Location labeling records
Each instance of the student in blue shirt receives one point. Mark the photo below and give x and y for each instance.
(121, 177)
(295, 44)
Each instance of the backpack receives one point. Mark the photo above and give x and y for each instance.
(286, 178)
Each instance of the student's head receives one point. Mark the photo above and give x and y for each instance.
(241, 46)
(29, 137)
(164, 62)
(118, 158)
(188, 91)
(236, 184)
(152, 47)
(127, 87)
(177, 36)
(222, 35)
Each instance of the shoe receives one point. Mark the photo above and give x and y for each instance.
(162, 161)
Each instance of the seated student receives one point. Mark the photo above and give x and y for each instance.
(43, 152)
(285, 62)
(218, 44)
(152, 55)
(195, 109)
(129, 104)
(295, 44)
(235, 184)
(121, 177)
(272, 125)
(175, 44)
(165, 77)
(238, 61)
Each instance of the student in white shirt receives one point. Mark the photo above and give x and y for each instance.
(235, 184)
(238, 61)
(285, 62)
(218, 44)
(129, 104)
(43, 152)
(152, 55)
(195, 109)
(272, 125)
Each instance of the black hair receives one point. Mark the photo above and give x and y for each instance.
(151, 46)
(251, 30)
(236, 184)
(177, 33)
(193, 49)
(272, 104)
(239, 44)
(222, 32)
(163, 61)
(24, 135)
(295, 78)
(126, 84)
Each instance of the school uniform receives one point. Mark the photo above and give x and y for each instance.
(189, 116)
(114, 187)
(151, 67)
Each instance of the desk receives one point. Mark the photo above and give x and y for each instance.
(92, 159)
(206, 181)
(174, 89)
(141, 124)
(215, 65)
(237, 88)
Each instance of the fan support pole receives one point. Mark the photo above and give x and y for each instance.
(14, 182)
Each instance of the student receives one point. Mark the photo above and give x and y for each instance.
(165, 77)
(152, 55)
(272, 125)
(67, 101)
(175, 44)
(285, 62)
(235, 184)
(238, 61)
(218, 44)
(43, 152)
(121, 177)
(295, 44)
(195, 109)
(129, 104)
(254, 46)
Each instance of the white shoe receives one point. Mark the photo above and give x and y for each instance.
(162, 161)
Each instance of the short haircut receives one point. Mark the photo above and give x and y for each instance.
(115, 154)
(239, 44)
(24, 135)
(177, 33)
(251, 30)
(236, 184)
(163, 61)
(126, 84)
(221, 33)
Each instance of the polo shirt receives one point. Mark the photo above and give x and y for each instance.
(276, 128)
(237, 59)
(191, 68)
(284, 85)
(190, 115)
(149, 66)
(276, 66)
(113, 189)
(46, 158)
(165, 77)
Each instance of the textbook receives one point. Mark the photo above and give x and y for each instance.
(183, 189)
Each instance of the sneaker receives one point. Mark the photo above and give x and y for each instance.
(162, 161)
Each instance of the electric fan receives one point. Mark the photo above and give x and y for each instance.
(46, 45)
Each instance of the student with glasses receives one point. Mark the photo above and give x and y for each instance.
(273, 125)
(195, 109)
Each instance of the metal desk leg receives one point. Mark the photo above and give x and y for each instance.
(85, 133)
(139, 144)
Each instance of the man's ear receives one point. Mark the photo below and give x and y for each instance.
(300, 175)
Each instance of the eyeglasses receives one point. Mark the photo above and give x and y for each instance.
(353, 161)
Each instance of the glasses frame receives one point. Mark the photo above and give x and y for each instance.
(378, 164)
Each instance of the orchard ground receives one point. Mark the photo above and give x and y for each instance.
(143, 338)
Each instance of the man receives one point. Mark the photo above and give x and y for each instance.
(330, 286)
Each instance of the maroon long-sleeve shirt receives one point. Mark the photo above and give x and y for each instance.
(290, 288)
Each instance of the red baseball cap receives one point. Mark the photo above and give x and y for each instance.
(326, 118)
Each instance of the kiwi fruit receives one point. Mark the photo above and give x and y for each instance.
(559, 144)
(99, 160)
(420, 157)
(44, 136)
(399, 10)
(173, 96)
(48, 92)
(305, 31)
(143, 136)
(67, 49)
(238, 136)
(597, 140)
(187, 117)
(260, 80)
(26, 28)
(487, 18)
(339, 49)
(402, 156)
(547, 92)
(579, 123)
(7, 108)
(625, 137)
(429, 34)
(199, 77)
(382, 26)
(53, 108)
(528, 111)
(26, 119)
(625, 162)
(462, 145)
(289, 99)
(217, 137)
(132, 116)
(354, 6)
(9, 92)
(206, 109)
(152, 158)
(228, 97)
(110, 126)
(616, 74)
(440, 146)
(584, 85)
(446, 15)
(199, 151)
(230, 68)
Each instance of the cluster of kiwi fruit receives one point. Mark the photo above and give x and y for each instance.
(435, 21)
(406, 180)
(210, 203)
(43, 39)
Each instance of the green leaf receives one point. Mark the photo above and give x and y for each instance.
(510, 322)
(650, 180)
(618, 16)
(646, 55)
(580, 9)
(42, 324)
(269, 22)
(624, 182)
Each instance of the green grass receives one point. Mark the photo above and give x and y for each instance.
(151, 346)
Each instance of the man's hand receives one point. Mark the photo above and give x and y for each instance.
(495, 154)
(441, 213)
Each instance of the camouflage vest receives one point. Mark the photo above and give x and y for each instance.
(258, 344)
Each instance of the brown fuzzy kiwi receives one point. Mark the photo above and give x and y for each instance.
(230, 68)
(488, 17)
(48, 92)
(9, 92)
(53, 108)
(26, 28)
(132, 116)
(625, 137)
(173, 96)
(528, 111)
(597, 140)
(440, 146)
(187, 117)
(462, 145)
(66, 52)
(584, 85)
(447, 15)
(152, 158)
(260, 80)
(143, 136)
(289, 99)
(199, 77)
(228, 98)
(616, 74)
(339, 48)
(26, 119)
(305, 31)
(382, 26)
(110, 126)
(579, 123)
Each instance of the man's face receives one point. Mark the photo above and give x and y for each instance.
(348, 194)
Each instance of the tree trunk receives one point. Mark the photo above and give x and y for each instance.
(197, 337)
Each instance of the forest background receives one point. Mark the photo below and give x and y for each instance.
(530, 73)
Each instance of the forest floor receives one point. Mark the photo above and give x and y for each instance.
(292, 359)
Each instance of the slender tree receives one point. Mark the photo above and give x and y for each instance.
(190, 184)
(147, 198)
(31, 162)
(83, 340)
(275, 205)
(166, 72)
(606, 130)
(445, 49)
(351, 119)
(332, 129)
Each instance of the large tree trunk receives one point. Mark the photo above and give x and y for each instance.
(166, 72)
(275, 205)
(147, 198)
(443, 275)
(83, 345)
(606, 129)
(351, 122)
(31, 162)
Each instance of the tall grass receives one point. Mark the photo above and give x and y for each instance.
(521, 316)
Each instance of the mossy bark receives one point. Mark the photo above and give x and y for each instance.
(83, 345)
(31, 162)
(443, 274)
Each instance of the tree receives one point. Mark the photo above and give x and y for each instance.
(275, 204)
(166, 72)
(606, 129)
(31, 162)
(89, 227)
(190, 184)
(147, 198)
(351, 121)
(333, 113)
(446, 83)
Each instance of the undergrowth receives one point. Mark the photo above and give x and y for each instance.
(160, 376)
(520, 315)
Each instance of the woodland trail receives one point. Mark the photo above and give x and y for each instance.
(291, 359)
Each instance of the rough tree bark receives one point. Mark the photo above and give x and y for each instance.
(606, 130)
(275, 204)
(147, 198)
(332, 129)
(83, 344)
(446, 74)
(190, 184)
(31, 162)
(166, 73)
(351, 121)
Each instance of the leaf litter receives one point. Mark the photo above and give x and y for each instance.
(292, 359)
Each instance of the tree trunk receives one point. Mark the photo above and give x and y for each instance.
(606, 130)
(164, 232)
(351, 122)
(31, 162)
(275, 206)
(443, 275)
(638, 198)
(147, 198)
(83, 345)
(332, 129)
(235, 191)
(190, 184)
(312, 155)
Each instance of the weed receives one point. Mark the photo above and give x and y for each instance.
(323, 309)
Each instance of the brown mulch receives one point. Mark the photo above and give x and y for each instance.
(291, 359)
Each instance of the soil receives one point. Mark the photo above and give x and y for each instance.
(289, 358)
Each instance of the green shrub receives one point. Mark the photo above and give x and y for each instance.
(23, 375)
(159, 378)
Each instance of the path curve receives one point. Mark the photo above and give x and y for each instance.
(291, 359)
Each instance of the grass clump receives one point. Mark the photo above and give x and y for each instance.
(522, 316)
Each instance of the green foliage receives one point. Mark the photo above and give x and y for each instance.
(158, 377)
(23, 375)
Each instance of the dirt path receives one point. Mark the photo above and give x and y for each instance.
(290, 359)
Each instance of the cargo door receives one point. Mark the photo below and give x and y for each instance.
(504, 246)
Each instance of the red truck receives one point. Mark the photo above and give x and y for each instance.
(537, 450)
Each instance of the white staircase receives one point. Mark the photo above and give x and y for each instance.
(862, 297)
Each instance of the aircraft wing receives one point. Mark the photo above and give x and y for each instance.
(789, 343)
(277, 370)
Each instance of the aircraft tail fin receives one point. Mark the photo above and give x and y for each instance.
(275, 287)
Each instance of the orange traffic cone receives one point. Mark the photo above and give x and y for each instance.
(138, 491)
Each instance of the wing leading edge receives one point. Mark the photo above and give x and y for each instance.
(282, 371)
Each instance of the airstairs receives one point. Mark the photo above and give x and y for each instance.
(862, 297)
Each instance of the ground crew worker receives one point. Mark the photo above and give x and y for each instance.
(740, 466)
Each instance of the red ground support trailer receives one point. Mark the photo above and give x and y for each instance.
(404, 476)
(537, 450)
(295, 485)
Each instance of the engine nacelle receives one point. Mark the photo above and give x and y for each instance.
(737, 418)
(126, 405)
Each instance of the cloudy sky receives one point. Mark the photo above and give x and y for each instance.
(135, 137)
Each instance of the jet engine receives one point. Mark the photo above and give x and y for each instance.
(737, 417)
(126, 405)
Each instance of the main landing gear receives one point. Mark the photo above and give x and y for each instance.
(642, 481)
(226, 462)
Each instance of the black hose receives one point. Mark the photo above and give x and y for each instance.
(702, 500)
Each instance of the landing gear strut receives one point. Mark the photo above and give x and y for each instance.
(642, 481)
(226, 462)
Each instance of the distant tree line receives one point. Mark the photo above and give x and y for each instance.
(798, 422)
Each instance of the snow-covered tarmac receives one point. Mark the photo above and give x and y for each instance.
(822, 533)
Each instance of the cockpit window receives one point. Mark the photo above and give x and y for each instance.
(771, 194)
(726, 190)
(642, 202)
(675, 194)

WHAT THE TASK REQUIRES
Rewrite the records, starting with the line containing "Each instance of the engine" and going on through the end of the records, keeping each request line unchanged. Multiply every x and y coordinate in the answers by 1.15 and round to whole numbers, with halves rounded up.

TASK RESULT
Each instance of the engine nacelle receives one point. Mark the photo above and give x and y for each instance.
(848, 481)
(145, 466)
Each instance of the cloudy sky receives one point. Mark the photo above and give x and y for each instance.
(155, 158)
Each instance of the jet engine receives one point. Mark the photo above and give x and y for each instance.
(848, 480)
(145, 466)
Each instance of the main landing gear receives one point. Mark the photo above and give x and y for each instance.
(738, 553)
(260, 531)
Each instance of the black hose receives one point. Mark the photo above and give x and y for each instance.
(807, 575)
Each instance of the landing gear strut receives one point. Mark the photo above and give x and y for each instance.
(738, 553)
(260, 531)
Each instance of the distant tree line receives one point. Mark the photo above and give x and y for each instance.
(918, 485)
Each instance of the snow-covered tarmac receives one point. Mark the photo above and give x and y for each instance.
(945, 613)
Each instance of the cockpit window receives one point. Mark the photo above and give x and y for each instance.
(887, 223)
(835, 219)
(738, 232)
(776, 223)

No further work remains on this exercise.